**What the exercise asks:** Reproduce every line of the data below, keeping each character unchanged and each line in its original order.
[Material for the task start]
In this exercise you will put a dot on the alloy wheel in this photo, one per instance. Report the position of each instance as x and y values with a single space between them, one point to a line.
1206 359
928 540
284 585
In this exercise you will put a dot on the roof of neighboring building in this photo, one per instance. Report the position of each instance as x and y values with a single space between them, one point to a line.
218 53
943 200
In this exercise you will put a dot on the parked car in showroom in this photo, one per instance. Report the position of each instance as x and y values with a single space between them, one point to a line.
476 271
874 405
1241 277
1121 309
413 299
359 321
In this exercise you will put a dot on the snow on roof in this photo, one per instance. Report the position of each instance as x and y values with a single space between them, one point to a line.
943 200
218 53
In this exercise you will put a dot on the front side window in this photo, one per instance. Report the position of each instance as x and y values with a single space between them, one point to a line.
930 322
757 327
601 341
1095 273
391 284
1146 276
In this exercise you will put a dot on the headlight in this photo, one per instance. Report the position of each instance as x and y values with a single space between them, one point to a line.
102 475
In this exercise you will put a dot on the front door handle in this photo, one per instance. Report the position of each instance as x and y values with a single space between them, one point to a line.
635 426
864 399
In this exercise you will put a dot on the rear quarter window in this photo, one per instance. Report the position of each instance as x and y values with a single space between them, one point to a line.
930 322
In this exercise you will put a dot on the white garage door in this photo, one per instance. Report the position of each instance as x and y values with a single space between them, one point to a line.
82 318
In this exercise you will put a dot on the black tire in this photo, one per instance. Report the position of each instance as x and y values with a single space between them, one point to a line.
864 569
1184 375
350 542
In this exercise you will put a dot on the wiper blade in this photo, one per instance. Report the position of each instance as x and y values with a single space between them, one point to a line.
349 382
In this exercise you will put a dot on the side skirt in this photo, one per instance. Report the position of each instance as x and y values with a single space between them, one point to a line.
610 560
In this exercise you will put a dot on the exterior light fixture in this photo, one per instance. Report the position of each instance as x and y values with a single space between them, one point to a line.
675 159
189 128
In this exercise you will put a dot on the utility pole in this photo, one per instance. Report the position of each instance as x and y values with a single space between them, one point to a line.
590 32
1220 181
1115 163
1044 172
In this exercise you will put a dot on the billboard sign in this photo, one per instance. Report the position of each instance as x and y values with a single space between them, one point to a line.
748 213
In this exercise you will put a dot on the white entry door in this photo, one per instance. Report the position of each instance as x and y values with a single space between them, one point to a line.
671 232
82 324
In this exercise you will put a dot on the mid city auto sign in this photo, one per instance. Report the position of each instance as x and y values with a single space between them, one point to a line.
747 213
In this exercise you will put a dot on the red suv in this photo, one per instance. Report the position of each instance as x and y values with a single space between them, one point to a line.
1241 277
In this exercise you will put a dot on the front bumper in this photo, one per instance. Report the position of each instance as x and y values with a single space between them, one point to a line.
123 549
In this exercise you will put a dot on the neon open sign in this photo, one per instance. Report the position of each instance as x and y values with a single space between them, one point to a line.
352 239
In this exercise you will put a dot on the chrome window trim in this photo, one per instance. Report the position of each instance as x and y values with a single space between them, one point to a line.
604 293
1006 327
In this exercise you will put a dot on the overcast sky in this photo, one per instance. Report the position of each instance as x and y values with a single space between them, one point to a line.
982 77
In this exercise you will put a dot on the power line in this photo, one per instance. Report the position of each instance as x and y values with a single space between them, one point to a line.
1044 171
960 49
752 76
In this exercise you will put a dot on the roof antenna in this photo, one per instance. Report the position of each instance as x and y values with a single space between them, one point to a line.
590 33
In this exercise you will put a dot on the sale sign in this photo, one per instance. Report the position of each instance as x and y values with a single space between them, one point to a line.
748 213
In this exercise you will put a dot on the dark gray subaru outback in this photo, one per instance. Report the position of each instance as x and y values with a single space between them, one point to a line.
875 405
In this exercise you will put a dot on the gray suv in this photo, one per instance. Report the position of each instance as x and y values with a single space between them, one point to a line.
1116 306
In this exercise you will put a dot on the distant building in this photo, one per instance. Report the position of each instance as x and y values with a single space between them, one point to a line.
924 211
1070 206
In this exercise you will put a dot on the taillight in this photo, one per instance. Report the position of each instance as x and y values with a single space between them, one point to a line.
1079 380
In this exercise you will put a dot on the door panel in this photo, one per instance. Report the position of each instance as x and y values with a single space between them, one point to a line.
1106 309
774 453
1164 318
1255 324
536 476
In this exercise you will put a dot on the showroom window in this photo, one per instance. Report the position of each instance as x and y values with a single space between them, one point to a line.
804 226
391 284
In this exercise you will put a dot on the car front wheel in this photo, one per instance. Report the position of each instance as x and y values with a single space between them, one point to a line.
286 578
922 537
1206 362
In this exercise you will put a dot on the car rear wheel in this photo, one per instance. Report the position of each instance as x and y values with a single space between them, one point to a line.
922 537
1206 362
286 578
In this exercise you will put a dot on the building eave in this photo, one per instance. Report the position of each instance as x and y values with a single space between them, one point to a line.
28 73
[Material for the task end]
**Output of the task:**
In this exercise you will put a dot on the alloy wheel in this photo, one per instance. Report the position of each instance as x and y values with a single space between them, one point to a line.
1206 359
928 540
284 585
In this exercise you will put a dot on the roof of neighboring building in this photo, one per instance. Report the position of each instance as x and y values with a single space between them, one point to a line.
218 53
943 200
In this exercise you will put a dot on the parked car in showroom in this photo, one per instance. Report the position of each instance as x and y values with a single space between them, one point to a line.
476 271
874 405
1241 277
1121 309
413 299
359 321
In this exercise you will put a dot on the snow on roof in this photo, one per instance. Report the position of each instance as x and y values with a single space between them, one point to a line.
943 200
218 53
In this exercise you will put a dot on the front side window in this photo, one per instance. Report the position of each instance as x and y values with a single space between them, one point to a line.
930 322
757 327
601 341
1095 273
391 284
1146 276
In this exercise you will put a dot on the headlight in this photo, one per instance. Report the position of each instance as x and y values with a single space between them, one point to a line.
102 475
In this exercise you will put a dot on the front door handle in this photo, one per instance. Report the position of each instance as x and y values with a single space between them, one point to a line.
635 426
864 399
In this exercise you will put a dot on the rear quarter window in this photo, one per instance. Report the position of each instance as x and y values with a single space between them, one point to a line.
930 322
In this exercise you will put a dot on the white garage door in this photo, one per instance. Report the position of each instance as x and y values with a single space between them, one point to a line.
82 318
In this exercise you will put a dot on the black tire in this photo, one per instance. Report the position of each instance as x and y values with a single space between them, one point to a line.
864 569
1184 375
350 542
In this exercise you will put a dot on the wiper blade in this photo, one per instance. Report the position of each instance as x and y values with a single space between them, one point to a line.
349 382
In this exercise you will put a dot on the side skirt in this photo, one per instance. Report the position of each instance as x and y values with a single space between them, one point to a line.
610 560
In this exercise you will put a dot on the exterior light fixture in this photo, one per instance. Report the position of each instance as x and y values with a single space between them, one point to a line.
675 159
189 128
In this exercise you will put a dot on the utility pole in this photo, one per instance. Report the position of each instance as x and y values with a single space between them, one point to a line.
590 32
1220 181
1115 163
1044 172
In this exercise you will put a dot on the billboard sign in this photo, one per instance. Report the position of each instance as x and y values with a single space between them, one point to a line.
748 213
In this exercise you will put a dot on the white entry door in this photo, one per instance. Report the position of each instance as x and y values with a single space between them, one point to a line.
671 232
82 324
In this exercise you will put a dot on the mid city auto sign in this photo, one per instance. Report the position of each instance as x and y values with a single space between them, one point to a line.
747 213
In this exercise you will put a dot on the red suv in this photo, one per instance. Report the position of each instance as x and y values with a single space between them, one point to a line.
1241 277
In this exercise you will put a dot on the front bumper in this photo, one per instance. Report the position of each instance as x and y values with a single space between them, one point to a line.
123 549
In this exercise you will put a dot on the neon open sign in this photo, one per instance. Report the position of each instance as x and y values with a single space between them, one point to a line.
352 239
In this exercise you will put a dot on the chrome window trim in this photo, one per instance. Report the position of each instance as x and y values with a single space between them, one point to a line.
604 293
1006 327
In this exercise you will put a dot on the overcast sky in this photo, one per instance. Report the position of each instance as x and y values with a single space between them, one point to a line.
982 77
In this exercise you will put a dot on the power line in this photo, one per instance. Report the position of each instance as x and y values with a single space between them, one point to a line.
1044 171
960 49
752 76
In this exercise you will put a dot on the roof antenna in this photo, one per instance. Report the position of each instance as x and y values with a single space between them, one point to a line.
590 33
In this exercise you will put a dot on the sale sign in this photo, one per instance. Report the position of each instance as x and y values with a single space between them, one point to a line.
748 213
In this exercise you will put a dot on the dark gray subaru outback in this photo, one per instance. Report the position of each instance as x and y values with a single space between them, one point to a line.
875 405
In this exercise you will put a dot on the gray suv in this photo, one per instance. Report the position of each instance as x and y values with a single space between them, one point to a line.
1116 306
In this exercise you will put a dot on the distant building in this photo, one per instance. Report the position of each instance as x and y values with a single space between them, one point to a line.
924 211
1070 206
In this exercise you will put a dot on the taillight in this photo, one per instance. Report the position of each instance as x and y values with a single space between them, one point to a line.
1079 380
In this exercise you will put a dot on the door panel in this photo, one per instance. Report the position of each instance as x and y values with a single space between them, one point to a line.
1106 309
774 453
1164 318
1255 324
536 476
In this exercise you will put a dot on the showroom window in this photo, one per instance. Report the position of each instance as x and y values with a single space between them, one point to a line.
804 226
391 284
In this exercise you will put a dot on the car front wheel in this photo, one per instance. Report the position of each instance as x and y values with a single space between them, one point to a line.
286 578
922 537
1206 362
In this exercise you will put a dot on the car rear wheel in this photo, one per instance. Report the position of each instance as x and y values with a single space between them, one point to a line.
922 537
1206 362
286 578
In this exercise you will put a dot on the building eave in this photo, one per instance. Report the position of each instance as x and y values with a single space between them, one point to a line.
28 73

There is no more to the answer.